[Data]
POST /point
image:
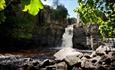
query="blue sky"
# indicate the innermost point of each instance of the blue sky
(69, 4)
[/Data]
**Assigned task**
An exact, picture-free copy of the entries is required.

**Your solution**
POST /point
image:
query="blue sky"
# indicate the innermost point of each instance of the blue sky
(69, 4)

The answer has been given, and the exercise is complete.